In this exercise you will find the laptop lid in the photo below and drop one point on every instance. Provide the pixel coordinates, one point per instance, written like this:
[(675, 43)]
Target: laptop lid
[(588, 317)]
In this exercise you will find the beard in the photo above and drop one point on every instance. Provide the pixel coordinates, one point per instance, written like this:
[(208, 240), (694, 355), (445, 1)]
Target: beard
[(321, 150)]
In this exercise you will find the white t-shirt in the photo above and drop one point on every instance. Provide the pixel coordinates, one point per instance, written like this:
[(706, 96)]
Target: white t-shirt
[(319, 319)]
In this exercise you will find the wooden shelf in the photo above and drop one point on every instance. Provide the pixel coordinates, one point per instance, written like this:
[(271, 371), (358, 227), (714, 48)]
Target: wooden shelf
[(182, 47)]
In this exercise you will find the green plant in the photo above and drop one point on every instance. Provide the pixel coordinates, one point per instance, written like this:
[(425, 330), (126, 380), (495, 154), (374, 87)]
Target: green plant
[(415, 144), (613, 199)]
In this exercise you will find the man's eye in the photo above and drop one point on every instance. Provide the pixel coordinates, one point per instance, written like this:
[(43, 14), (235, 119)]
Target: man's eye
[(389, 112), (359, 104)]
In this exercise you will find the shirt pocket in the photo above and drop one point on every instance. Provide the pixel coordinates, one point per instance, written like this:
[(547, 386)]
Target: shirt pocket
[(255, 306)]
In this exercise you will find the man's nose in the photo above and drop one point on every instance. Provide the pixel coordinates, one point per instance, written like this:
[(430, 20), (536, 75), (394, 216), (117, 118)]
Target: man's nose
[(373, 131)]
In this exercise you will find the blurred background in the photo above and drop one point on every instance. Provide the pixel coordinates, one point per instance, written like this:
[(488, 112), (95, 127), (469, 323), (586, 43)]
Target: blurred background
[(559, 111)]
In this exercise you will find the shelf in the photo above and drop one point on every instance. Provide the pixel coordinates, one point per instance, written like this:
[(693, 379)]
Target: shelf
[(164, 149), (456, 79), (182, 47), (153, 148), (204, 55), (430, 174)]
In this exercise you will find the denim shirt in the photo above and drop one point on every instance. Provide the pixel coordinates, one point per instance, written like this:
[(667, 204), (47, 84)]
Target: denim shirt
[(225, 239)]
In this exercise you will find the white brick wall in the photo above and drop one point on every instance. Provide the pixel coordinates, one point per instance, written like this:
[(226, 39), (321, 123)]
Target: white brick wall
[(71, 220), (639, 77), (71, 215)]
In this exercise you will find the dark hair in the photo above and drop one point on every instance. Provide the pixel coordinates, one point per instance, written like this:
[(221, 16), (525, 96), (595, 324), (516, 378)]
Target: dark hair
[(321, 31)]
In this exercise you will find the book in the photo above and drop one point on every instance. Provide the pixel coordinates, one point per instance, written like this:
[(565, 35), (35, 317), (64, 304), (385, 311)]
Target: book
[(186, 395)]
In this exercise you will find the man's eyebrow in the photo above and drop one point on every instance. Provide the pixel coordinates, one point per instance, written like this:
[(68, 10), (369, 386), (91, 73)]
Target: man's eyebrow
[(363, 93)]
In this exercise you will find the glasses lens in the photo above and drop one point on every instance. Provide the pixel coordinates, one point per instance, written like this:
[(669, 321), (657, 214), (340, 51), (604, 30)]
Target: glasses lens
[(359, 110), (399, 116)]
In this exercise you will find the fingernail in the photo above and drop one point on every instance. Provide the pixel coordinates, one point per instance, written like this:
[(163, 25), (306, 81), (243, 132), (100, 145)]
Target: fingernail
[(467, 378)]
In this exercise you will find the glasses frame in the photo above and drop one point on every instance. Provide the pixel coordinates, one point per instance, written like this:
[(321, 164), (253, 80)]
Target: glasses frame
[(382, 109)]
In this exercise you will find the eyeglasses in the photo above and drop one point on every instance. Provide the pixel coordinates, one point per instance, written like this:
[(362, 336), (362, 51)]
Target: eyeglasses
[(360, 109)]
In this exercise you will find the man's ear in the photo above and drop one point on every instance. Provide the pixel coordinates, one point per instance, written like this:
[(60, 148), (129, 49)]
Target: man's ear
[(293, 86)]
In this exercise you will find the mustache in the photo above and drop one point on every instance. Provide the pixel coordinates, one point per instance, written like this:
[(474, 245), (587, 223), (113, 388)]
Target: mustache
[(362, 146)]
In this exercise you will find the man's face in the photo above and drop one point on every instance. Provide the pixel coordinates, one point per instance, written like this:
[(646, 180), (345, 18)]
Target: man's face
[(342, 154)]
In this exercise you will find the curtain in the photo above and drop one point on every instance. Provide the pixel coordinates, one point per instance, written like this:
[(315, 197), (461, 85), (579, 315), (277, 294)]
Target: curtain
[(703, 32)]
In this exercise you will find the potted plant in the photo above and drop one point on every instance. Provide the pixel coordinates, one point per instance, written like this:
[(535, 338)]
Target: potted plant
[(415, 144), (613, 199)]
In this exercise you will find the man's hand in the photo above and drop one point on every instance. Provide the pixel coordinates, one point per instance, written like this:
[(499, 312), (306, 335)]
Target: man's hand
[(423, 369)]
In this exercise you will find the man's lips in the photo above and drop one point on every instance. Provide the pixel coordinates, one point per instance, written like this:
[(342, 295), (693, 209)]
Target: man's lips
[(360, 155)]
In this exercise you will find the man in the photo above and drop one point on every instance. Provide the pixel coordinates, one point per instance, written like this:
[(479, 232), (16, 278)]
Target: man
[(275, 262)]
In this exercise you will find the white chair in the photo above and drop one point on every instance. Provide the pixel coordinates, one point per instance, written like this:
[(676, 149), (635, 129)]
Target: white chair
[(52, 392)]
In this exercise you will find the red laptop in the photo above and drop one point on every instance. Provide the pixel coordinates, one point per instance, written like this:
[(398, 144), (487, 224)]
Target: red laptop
——————————
Objective: Every entry must be retyped in full, exactly as given.

Task response:
In this exercise you will find the laptop lid in the photo below and drop one point on every instance. Provide the pixel coordinates, one point per instance, written like this:
[(675, 43)]
Target: laptop lid
[(588, 317)]
In this exercise you will find the beard in the photo above and drop one point on every instance. Provide the pixel coordinates, one point per instance, written like this:
[(208, 240), (694, 355), (445, 1)]
Target: beard
[(321, 150)]
In this exercise you will find the white t-shirt in the photo above and drop one point on every instance. Provide the pixel coordinates, one point per instance, written like this:
[(706, 96)]
Target: white t-shirt
[(319, 319)]
In this exercise you will find the wooden shelf in the photo above and drop one point on every instance. Provide the pixel coordinates, one point per instance, written like this:
[(271, 371), (358, 227), (714, 48)]
Target: wooden shelf
[(182, 47)]
In this exercise you will find the green plant in the photo above and drop one point on every instance. Provide the pixel coordinates, one point per instance, written like this:
[(425, 330), (126, 380), (495, 154), (374, 87)]
Target: green plant
[(415, 144), (613, 199)]
In this exercise you will find the man's eye in the photo above and drop one point on every instance. Provide the pixel coordinates, one point per instance, written like this:
[(43, 14), (235, 119)]
Target: man's eye
[(389, 112), (359, 104)]
In this exercise you will find the shirt pocket in the photo above and drop one point on every instance. Provide the pixel coordinates, one point per instance, written like this:
[(547, 386)]
Target: shirt pocket
[(255, 306)]
In this exercise you will find the man's nose in the photo above and drop one point on every instance. Provide the pixel coordinates, one point per instance, written like this:
[(430, 20), (536, 75), (394, 216), (117, 118)]
Target: man's nose
[(373, 131)]
In this exercise you will find the blurred background in the photo above and drop one point on every instance. Provide the pixel coordinates, one point per instance, written like this:
[(488, 112), (95, 127), (469, 323), (586, 43)]
Target: blurred background
[(559, 111)]
In this exercise you will find the shelf in the photo above and drop one point on every instance. Provide the pixel coordinates, one point per instance, written like this:
[(693, 379)]
Target: shelf
[(164, 149), (456, 79), (182, 47), (153, 148), (204, 55), (430, 174)]
In this exercise you will find the denim shirt in the photo above and drop one point on every instance. Provide the pixel coordinates, one point per instance, written like this:
[(667, 204), (47, 84)]
Target: denim shirt
[(225, 239)]
In this exercise you will find the white brick wall in the photo above and drop one point on every instance. Provide the pixel coordinates, one point per instance, written like this:
[(226, 39), (321, 123)]
Target: white brick wall
[(71, 220), (639, 77), (71, 215)]
In this exercise you will find the dark hair in the photo above and drop one point on every instance. Provide the pixel coordinates, one point per instance, written like this:
[(221, 16), (525, 96), (595, 324), (516, 378)]
Target: dark hair
[(321, 31)]
In this exercise you will find the book in the photo above and drop one point on every instance. Provide the pixel coordinates, one point per instance, written like this:
[(565, 35), (35, 317), (64, 304), (385, 311)]
Target: book
[(186, 395)]
In this exercise you will find the man's eyebrow in the photo above and drop one point on every instance. Provide the pixel coordinates, one point per instance, written like this:
[(68, 10), (369, 386), (91, 73)]
Target: man's eyebrow
[(363, 93)]
In this exercise you will find the glasses lens in the photo above and drop one point on every instance. Provide the pixel coordinates, one point per instance, written like this:
[(669, 321), (657, 214), (340, 51), (604, 30)]
Target: glasses lens
[(359, 110), (399, 116)]
In this exercise you will find the fingernail in the photo above and drop one point on every instance. Provide the pixel coordinates, one point per instance, written like this:
[(163, 25), (306, 81), (243, 132), (100, 145)]
Target: fingernail
[(467, 378)]
In this exercise you will find the glasses frame in the photo above and drop one point on every instance. Provide the pixel coordinates, one point per instance, written like this:
[(321, 164), (253, 80)]
Target: glasses frame
[(382, 109)]
In this exercise you will find the eyeglasses in the photo above and drop one point on every instance. Provide the pixel coordinates, one point per instance, written like this:
[(362, 336), (362, 51)]
Target: eyeglasses
[(360, 109)]
In this exercise you will find the man's ear in the photo above and drop one point on every instance. Provide the pixel coordinates, one point per instance, written like this:
[(60, 148), (129, 49)]
Target: man's ear
[(293, 86)]
In this exercise you will find the mustache in the photo above and drop one point on every instance. Provide the pixel coordinates, one point per instance, written like this:
[(474, 245), (587, 223), (113, 388)]
Target: mustache
[(362, 146)]
In this exercise you will find the man's face in the photo above and drop one point on every instance. Provide the pixel coordinates, one point per instance, written like this:
[(646, 180), (345, 18)]
Target: man's face
[(342, 154)]
In this exercise you will find the curtain in the photo above and drop one point on every instance. Provide the pixel coordinates, one point per instance, written like this:
[(315, 197), (461, 85), (579, 315), (277, 294)]
Target: curtain
[(703, 32)]
In this exercise you will find the potted plant in the photo above and drop one point on every instance. Provide the pixel coordinates, one point per instance, written like this:
[(535, 338)]
Target: potted plant
[(415, 144), (613, 199)]
In this exercise you will find the man's hand in the photo above and drop one point on every instance. Provide the pixel coordinates, one point per instance, written like this:
[(499, 312), (306, 335)]
Target: man's hand
[(423, 369)]
In this exercise you will find the man's lips in the photo above and drop one point on every instance. Provide the pixel coordinates, one point per instance, written like this:
[(342, 295), (693, 209)]
Target: man's lips
[(360, 155)]
In this exercise you will find the man in the photo above and drop one point on every instance. Provide the pixel coordinates, one point per instance, written like this:
[(479, 232), (16, 278)]
Target: man
[(275, 262)]
In this exercise you will find the white chair in the photo above and drop one point on every instance. Provide the pixel coordinates, one point per instance, written like this:
[(676, 149), (635, 129)]
Target: white chair
[(52, 392)]
In this exercise you will find the red laptop in the photo above and drop one point on every instance. Provide the pixel coordinates, one point per instance, written like this:
[(398, 144), (487, 224)]
Target: red laptop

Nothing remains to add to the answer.